-- ENTRIES SHOWN --
┌────────

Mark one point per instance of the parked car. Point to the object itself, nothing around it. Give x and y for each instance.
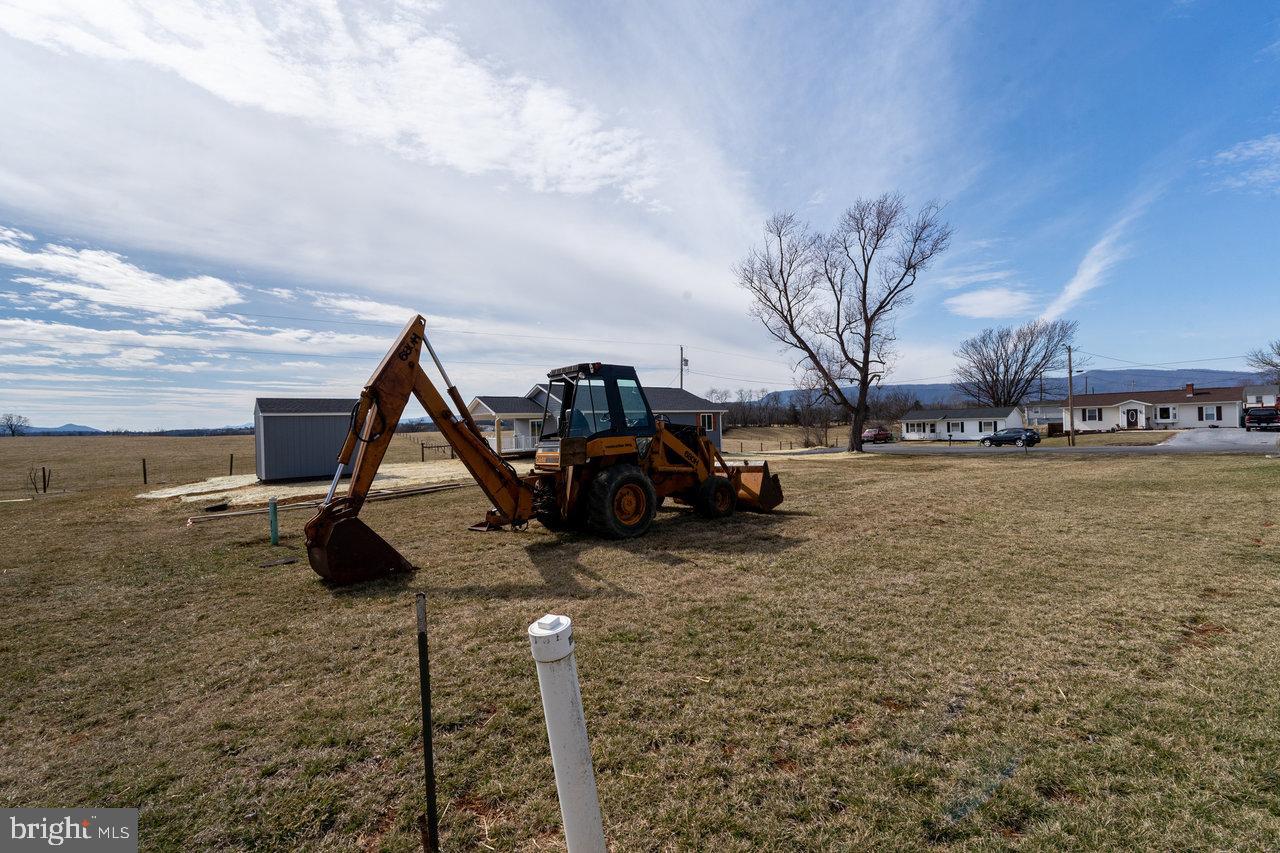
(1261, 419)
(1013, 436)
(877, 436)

└────────
┌────────

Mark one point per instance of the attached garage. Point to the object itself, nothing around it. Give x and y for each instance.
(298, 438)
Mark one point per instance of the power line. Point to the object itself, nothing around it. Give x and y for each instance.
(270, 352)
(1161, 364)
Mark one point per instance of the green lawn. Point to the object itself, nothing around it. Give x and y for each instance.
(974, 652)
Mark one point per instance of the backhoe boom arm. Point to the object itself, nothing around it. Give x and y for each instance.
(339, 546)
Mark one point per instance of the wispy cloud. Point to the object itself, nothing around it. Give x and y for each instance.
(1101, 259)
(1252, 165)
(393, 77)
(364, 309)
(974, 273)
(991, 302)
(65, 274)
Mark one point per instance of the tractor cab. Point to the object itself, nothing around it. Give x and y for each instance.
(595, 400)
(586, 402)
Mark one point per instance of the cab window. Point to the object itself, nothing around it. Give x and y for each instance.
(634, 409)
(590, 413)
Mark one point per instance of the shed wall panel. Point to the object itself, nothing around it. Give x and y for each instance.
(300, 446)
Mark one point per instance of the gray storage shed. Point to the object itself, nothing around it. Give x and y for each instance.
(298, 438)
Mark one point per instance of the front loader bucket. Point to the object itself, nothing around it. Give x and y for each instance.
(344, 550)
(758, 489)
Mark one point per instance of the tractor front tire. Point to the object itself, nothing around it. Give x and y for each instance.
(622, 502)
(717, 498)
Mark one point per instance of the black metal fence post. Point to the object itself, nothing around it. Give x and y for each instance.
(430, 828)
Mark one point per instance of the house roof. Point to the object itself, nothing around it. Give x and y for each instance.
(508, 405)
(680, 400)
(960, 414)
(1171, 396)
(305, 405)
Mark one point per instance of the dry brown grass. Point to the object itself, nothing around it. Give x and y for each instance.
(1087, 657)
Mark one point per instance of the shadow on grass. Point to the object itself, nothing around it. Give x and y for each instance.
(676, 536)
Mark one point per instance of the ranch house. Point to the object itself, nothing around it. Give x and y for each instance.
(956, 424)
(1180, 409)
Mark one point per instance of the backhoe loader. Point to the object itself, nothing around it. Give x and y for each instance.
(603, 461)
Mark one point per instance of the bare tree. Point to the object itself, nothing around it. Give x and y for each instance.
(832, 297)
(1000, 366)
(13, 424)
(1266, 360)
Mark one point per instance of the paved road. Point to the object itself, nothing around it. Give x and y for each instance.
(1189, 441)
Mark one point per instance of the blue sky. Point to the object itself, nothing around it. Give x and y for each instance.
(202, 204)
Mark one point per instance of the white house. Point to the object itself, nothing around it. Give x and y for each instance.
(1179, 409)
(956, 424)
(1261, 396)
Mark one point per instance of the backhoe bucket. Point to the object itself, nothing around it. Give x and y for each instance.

└────────

-- THE PROBLEM --
Put the lines from the one containing "Mark one point per instance of the dry" through the one containing "Mark one point per instance of the backhoe bucket.", both included, into a numbered list and skip any blank lines.

-- SOLUTION TO THE PROBLEM --
1. Mark one point per instance of the dry brown grass. Point to the object itself, nothing around it. Give x and y for each instance.
2. (1087, 657)
3. Mark one point per instance of the shadow on grass. Point to the object itself, nothing around it. Give x and y for each instance.
4. (676, 536)
5. Mark one point per instance of the ranch house. Point to the object itself, nothing around it. Give x and y for each instance.
6. (956, 424)
7. (1180, 409)
8. Mark one point per instance of the backhoe loader. Point to the object itself, nothing around it. Give x and y for each instance.
9. (603, 461)
10. Mark one point per instance of the bare tree. Point to the object itself, nothing around it. Give x and y for each instance.
11. (832, 297)
12. (1000, 366)
13. (13, 424)
14. (1266, 360)
15. Mark one point per instance of the paved road. Point to the object itself, nothing around it. Give x and y for each instance.
16. (1189, 441)
17. Mark one point per instance of the blue sky. Point to the object itself, nothing around it. Give x and y for each instance.
18. (202, 204)
19. Mark one point per instance of the white house. Point to the object itself, nothing around it. Give x and y for each instance.
20. (1179, 409)
21. (956, 424)
22. (1261, 396)
23. Mark one point per instance of the backhoe bucket. Point to the object itself, nothing around it. Give x and y for each instance.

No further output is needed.